## [WHAT YOU HAVE TO DO]
Copy each line below that contains the string "roof". Match its case exactly.

## [DATA RECORDS]
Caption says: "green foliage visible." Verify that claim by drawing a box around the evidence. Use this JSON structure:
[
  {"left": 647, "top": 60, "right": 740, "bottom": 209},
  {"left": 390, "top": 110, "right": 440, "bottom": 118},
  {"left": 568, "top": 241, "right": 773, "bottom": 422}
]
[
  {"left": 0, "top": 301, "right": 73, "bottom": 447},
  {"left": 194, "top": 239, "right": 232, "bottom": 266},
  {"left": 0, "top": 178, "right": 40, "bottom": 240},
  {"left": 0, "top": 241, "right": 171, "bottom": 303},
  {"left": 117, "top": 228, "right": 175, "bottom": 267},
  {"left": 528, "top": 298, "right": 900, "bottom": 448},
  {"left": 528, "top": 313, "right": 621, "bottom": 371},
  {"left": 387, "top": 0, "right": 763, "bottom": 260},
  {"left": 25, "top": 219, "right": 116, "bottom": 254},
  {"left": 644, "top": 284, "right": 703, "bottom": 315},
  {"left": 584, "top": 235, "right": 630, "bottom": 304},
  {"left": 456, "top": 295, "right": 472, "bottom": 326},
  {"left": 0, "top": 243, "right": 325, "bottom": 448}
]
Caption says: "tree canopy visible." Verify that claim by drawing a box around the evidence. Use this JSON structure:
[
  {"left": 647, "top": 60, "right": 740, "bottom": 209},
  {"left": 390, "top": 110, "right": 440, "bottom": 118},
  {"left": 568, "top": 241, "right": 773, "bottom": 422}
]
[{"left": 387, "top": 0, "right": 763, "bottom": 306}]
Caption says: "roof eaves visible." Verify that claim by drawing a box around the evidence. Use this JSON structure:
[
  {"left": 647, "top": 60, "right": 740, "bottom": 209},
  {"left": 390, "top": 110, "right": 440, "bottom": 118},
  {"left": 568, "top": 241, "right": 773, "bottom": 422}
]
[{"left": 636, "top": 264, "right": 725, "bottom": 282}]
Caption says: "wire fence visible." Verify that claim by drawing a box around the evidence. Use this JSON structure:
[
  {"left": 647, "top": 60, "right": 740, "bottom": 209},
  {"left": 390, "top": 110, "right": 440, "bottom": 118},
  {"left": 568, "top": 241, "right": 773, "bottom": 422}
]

* * *

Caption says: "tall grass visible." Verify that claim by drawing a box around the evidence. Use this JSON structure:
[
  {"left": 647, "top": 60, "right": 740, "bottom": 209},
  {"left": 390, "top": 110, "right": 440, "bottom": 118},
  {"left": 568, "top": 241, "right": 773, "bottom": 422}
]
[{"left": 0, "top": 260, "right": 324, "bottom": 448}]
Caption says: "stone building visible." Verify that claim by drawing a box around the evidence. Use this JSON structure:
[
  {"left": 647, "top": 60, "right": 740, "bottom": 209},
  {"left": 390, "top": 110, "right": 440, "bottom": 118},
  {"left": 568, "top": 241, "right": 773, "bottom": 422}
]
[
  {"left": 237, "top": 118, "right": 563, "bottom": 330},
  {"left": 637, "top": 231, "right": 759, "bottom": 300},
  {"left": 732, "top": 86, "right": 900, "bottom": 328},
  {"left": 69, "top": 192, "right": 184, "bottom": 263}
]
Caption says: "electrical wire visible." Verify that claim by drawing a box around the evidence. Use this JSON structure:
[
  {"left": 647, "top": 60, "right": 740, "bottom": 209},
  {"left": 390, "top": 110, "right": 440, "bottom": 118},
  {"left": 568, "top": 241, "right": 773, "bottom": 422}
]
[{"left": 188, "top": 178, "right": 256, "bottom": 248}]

* * *

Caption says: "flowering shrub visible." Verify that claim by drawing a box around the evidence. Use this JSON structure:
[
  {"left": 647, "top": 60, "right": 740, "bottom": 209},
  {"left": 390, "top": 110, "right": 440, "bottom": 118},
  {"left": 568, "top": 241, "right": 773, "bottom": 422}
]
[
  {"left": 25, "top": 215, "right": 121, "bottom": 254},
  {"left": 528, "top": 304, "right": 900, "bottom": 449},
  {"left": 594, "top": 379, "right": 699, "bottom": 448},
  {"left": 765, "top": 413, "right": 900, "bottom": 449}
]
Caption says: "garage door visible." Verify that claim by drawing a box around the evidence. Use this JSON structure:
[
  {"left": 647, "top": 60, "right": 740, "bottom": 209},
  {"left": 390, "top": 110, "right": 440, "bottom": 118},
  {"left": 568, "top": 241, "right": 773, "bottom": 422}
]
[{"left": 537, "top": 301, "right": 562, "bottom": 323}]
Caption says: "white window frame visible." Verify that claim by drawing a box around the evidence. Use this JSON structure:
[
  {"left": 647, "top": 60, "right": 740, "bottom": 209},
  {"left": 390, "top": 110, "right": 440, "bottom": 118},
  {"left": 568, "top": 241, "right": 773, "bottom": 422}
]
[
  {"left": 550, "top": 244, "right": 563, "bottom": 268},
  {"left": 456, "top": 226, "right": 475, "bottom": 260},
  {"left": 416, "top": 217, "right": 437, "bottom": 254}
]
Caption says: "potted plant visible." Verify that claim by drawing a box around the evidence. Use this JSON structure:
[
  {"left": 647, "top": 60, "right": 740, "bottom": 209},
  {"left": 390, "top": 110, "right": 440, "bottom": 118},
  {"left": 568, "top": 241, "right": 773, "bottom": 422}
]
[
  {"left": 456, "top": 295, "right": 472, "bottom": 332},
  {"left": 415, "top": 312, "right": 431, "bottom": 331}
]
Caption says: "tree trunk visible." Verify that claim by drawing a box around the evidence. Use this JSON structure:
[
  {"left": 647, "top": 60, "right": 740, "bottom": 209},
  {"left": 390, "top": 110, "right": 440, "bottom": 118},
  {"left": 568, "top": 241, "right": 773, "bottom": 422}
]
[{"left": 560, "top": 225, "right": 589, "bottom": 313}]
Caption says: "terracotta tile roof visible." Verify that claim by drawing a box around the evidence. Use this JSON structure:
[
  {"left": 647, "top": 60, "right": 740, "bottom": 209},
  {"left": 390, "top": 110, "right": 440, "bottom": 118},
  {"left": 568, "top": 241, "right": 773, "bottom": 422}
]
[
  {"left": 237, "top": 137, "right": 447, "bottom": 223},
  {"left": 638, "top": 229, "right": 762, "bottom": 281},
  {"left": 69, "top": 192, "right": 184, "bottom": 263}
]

## [EXERCISE RESPONSE]
Caption says: "roof eaves visible." Verify that claim by drawing a box around the evidence. Use this JSON structure:
Caption says: "terracotta tile roof visible." Verify that claim by drawing a box around the evidence. Use this JSON structure:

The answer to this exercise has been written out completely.